(Entries taken from a collection)
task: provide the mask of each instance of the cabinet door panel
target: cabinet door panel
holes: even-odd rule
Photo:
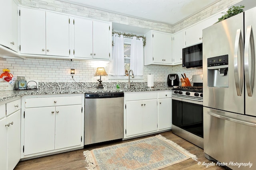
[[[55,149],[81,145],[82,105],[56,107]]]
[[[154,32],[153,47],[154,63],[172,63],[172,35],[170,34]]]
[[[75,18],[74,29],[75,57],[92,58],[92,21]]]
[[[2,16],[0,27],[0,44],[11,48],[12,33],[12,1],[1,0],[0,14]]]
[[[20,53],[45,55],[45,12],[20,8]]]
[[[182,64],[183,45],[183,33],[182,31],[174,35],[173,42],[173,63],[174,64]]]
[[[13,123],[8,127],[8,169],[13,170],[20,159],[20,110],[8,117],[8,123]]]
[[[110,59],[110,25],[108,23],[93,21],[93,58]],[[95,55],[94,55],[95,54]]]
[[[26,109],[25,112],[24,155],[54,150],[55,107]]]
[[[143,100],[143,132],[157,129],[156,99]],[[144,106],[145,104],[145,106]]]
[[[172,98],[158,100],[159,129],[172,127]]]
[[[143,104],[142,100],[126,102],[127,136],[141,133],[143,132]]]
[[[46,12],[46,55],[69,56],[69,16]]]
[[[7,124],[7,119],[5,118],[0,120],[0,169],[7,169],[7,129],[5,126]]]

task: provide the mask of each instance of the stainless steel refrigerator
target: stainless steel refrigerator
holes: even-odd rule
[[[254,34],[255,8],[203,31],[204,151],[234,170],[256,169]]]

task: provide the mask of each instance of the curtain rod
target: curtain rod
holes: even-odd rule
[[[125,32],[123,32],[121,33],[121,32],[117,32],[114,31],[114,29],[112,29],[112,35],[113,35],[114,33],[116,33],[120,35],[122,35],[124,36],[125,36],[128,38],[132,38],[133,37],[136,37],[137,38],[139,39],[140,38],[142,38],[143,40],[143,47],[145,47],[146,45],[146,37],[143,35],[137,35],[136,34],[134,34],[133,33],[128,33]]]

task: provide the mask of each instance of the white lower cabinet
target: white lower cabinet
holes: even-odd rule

**STATED PROBLEM:**
Give again only the lines starting at the one that contains "task: provide the mask of each instance of the stainless" and running to the end of the data.

**WRITTEN RESPONSE:**
task: provide the mask of each instance of the stainless steel refrigerator
target: stainless steel refrigerator
holes: even-odd rule
[[[254,34],[255,8],[203,31],[204,151],[234,170],[256,169]]]

task: provide the mask of each instance of the curtain rod
target: curtain rod
holes: even-odd rule
[[[125,32],[123,32],[121,33],[121,32],[117,32],[114,31],[114,29],[112,29],[112,35],[113,35],[114,33],[116,33],[120,35],[122,35],[124,36],[125,36],[128,38],[132,38],[133,37],[136,37],[137,38],[139,39],[140,38],[142,38],[143,40],[143,47],[145,47],[146,45],[146,37],[143,35],[137,35],[136,34],[134,34],[133,33],[128,33]]]

task: provide the mask of each instance of the white lower cabinet
target: white lower cabinet
holes: even-odd rule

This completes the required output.